#### Data shown ####

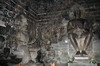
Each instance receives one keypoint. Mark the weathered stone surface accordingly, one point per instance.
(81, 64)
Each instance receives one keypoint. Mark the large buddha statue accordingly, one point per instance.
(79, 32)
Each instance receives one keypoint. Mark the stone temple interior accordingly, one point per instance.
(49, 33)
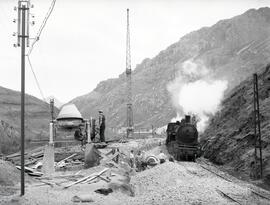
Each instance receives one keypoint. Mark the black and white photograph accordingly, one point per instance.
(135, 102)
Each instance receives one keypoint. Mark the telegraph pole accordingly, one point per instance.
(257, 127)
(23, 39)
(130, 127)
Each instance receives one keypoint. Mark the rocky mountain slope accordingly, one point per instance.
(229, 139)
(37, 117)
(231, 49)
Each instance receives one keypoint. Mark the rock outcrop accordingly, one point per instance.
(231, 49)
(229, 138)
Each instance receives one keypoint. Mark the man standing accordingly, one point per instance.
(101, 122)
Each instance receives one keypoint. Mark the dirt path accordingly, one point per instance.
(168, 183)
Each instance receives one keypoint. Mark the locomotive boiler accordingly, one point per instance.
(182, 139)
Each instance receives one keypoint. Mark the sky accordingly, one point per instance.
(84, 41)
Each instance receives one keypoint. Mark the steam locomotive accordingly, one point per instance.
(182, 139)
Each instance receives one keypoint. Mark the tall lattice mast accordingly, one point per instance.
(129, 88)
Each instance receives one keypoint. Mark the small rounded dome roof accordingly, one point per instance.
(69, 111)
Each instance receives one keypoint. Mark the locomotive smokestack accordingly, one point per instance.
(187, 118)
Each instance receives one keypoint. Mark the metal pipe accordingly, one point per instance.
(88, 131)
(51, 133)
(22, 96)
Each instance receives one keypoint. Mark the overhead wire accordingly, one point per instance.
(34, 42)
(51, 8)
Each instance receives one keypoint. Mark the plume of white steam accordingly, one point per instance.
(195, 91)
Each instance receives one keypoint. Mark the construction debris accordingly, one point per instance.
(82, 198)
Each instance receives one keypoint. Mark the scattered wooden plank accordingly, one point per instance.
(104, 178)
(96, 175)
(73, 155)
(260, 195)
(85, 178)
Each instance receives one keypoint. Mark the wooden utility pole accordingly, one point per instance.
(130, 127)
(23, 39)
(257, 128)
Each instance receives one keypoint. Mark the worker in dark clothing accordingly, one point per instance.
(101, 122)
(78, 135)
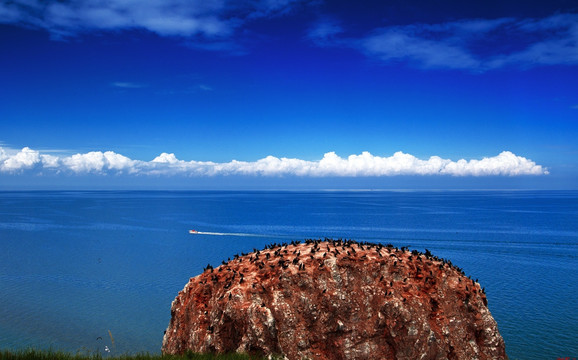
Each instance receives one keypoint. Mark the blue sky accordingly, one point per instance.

####
#### Data shown ####

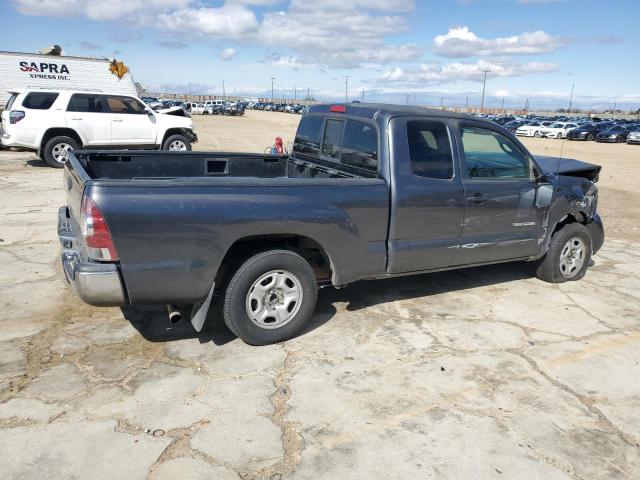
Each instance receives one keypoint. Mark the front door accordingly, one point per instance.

####
#### Data shown ####

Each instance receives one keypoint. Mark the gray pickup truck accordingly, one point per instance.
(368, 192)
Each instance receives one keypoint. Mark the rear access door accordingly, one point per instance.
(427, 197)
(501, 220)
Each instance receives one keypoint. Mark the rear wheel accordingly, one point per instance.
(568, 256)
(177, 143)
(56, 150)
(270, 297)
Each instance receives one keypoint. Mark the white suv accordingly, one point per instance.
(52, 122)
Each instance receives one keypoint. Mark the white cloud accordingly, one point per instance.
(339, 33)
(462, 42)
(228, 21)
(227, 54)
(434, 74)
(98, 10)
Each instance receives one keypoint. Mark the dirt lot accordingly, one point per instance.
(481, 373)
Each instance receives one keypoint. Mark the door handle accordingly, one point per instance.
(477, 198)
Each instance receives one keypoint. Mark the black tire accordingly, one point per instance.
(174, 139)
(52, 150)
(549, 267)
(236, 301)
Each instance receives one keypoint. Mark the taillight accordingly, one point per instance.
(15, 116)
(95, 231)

####

Work task
Reproduce the entries exactly, from the line with "Each instance receives one keypoint. Mark the rock outcrop" to the line with "Each instance receives one keypoint. Mark the blue", both lines included, keeping no pictures.

Task solution
Each instance receives one keypoint. Mark the rock outcrop accordingly, one point per instance.
(231, 49)
(229, 138)
Each instance receives one keypoint. Mark the man standing accordingly, one point per instance.
(101, 122)
Each instance receives one keypoint. Mark the dirt path accordingly, one point per instance.
(168, 183)
Each instance receives one keypoint. Mark the locomotive boiler accordingly, one point per instance.
(182, 139)
Each instance receives one keypoint. Mark the sky accordingly, one point per instance.
(84, 41)
Each instance receives one keypoint. Mark the steam locomotive accordingly, one point per instance.
(182, 139)
Each instance receives one keypoint. Mark the tall lattice mast accordingly, one point per instance.
(129, 88)
Each instance receives one keypoint. Mark the small rounded dome roof accordingly, one point per instance.
(69, 111)
Each instance receives one keypoint. Mark the locomotive smokestack accordingly, one point per instance.
(187, 118)
Each instance receives one keypoint. Mark the metal pipe accordingly, one point per instance.
(88, 131)
(51, 133)
(22, 96)
Each instance receives one keypoint. Mark the overhead wire accordingly, one point per instance.
(34, 42)
(51, 8)
Each instance receives one keypoint. Mark the plume of white steam accordingly, one point per instance.
(195, 91)
Each instance receives one keypoint. Mark the construction debris accordingly, one point per instance.
(82, 198)
Each instance receives one keypoint. Mark the scattered wooden plank accordingly, one point per instance.
(104, 178)
(96, 175)
(73, 155)
(260, 195)
(85, 178)
Each instance receives one keypoint. Mark the wooden utility pole accordingly, one point per instance.
(130, 127)
(23, 39)
(257, 128)
Each instance receives one keypoint. Mark the worker in dark clothing accordingly, one point per instance.
(101, 122)
(78, 135)
Each instance receives one keypoint. Mark the blue sky accordingly, one point per instance.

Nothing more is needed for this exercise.